En une journée, j’ai tout quitté : l’Algérie et ma vie
Partir, c’est la décision la plus importante que j’ai prise de toute ma vie. Ce jour-là, j’ai préparé un petit sac à dos avec trois ou quatre vêtements, une bouteille d’eau et une petite somme d’argent : 200 euros. J’étais perturbée, j’hésitais, ça faisait plus d’une semaine que la décision tournait dans ma tête. Je me posais plein de questions mais surtout je me demandais : « Est-ce que je vais arriver en France en bonne santé ou est-ce que je vais mourir dans la mer ? »
J’ai rien dit à mon oncle avec qui je vivais, parce qu’il ne m’aurait pas laissé prendre ce risque. Je n’avais pas envie de le quitter mais je n’avais pas le choix. J’ai laissé une lettre à ma meilleure copine, qui était la seule personne à savoir que j’allais partir. Quand je lui ai dit, elle m’a encouragée, c’était une amie d’enfance et elle savait tous les problèmes que j’avais, donc elle comprenait. Je lui ai dit « On sait jamais, si quelque chose de pas bien m’arrive, donne cette lettre à mon oncle et dis lui que je suis désolée et que je l’aime beaucoup ». Dans la lettre, je lui expliquais que je ne pouvais pas changer le passé mais qu’au moins, en partant, je pouvais choisir mon futur.

**Données affichées:**
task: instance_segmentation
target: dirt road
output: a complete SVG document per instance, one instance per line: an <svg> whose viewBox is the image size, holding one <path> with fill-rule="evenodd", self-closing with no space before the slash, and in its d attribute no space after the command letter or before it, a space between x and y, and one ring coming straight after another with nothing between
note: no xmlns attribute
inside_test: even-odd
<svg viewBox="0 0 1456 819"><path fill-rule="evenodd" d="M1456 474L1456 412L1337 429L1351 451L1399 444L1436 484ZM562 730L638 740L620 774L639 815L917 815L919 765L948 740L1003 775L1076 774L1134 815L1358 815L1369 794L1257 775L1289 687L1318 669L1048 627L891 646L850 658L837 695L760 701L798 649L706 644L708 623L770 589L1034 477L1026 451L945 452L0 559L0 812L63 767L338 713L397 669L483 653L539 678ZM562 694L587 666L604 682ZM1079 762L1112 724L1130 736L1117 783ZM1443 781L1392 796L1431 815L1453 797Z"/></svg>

**Consigne:** Pouvez-vous modifier le passage du récit compris entre « J’ai rien dit » et « choisir mon futur. » inclus, en remplaçant « copine » par « amie » ? Les enregistrements forment un matériau à part, indépendant du récit.

**Résultat:**
J’ai rien dit à mon oncle avec qui je vivais, parce qu’il ne m’aurait pas laissé prendre ce risque. Je n’avais pas envie de le quitter mais je n’avais pas le choix. J’ai laissé une lettre à ma meilleure amie, qui était la seule personne à savoir que j’allais partir. Quand je lui ai dit, elle m’a encouragée, c’était une amie d’enfance et elle savait tous les problèmes que j’avais, donc elle comprenait. Je lui ai dit « On sait jamais, si quelque chose de pas bien m’arrive, donne cette lettre à mon oncle et dis lui que je suis désolée et que je l’aime beaucoup ». Dans la lettre, je lui expliquais que je ne pouvais pas changer le passé mais qu’au moins, en partant, je pouvais choisir mon futur.